**THE TASK:** Reproduce the material below, requests included, starting with the line that contains "In the above screenshot, locate the red flag" and going on through the line that contains "[[697, 292, 745, 379], [642, 161, 650, 189]]", with 68 added to every bounding box coordinate in the answers. Leave out everything else.

**EXTRACTED MATERIAL:**
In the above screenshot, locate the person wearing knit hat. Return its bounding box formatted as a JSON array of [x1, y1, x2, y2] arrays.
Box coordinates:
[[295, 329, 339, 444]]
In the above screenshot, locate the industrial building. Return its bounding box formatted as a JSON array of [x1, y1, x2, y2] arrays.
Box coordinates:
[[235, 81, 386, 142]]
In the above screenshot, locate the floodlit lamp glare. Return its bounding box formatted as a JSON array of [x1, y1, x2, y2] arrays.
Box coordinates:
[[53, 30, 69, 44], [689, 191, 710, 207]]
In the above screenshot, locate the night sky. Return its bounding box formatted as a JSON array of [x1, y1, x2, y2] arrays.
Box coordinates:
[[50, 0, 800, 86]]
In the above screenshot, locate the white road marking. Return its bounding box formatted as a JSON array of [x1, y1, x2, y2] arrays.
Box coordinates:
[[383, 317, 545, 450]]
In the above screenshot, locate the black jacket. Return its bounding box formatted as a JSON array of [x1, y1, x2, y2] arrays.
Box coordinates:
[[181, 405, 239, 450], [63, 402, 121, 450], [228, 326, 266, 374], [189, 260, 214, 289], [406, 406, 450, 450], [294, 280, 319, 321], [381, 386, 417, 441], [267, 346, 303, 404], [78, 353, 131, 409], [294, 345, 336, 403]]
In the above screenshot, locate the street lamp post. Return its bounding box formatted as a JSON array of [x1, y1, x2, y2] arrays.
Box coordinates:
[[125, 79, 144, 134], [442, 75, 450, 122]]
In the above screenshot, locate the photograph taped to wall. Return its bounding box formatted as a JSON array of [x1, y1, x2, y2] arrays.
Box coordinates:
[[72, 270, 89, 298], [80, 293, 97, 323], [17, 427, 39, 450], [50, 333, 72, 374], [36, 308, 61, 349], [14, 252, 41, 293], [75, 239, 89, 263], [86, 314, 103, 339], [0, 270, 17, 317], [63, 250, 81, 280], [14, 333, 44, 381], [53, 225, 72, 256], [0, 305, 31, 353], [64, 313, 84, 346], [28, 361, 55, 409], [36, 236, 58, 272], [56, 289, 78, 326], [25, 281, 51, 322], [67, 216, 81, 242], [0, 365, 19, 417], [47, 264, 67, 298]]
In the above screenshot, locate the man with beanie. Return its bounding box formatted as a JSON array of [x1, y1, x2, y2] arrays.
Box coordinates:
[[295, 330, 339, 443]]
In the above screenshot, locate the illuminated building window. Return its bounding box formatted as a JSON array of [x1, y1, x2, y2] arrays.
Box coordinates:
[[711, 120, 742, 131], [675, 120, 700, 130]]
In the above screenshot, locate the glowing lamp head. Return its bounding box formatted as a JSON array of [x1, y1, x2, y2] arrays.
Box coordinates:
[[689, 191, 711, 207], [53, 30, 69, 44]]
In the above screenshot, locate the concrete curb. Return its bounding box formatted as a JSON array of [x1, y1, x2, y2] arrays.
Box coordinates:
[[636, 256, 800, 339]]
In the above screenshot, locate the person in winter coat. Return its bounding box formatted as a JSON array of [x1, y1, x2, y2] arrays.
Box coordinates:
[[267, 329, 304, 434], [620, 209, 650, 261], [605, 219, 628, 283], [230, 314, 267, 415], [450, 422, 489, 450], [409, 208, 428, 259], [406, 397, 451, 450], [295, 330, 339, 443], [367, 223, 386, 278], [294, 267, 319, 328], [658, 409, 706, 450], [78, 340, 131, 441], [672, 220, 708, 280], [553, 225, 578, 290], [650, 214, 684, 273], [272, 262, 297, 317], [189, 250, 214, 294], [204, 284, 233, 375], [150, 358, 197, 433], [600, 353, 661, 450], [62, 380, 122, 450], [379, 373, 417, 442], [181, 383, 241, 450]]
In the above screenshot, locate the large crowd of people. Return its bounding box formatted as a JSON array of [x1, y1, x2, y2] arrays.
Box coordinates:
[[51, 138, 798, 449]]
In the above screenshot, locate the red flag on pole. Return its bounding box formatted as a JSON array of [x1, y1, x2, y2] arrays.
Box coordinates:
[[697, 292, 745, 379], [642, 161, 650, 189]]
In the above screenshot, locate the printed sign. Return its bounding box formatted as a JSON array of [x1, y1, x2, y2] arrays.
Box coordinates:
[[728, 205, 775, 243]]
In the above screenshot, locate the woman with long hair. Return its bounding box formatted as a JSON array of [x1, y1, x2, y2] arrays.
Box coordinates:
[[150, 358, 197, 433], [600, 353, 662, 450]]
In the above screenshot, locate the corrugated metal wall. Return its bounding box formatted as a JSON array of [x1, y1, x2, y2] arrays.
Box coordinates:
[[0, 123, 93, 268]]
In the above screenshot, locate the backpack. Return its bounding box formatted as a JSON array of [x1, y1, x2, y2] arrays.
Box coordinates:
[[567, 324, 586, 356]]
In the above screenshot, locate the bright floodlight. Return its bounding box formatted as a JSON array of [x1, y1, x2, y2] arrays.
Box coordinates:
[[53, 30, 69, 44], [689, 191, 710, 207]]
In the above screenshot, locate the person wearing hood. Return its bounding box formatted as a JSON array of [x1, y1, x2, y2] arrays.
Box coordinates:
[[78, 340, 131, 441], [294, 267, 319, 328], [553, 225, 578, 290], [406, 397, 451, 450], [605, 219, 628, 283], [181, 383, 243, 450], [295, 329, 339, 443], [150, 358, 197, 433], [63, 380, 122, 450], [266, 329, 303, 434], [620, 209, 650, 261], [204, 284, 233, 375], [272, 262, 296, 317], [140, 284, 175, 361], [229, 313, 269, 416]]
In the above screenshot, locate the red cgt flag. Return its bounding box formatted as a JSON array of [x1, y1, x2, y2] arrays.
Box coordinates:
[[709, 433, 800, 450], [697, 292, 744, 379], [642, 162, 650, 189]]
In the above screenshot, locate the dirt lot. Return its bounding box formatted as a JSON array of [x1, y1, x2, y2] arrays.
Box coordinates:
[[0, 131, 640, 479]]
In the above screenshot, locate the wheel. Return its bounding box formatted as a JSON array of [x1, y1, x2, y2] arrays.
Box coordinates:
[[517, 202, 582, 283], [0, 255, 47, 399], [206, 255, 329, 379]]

**EXERCISE RESPONSE:**
In the above screenshot, locate the red flag on pole. Return its bounding box formatted as a JSON array of [x1, y1, x2, y2] arrays.
Box coordinates:
[[765, 360, 813, 447], [710, 229, 718, 257]]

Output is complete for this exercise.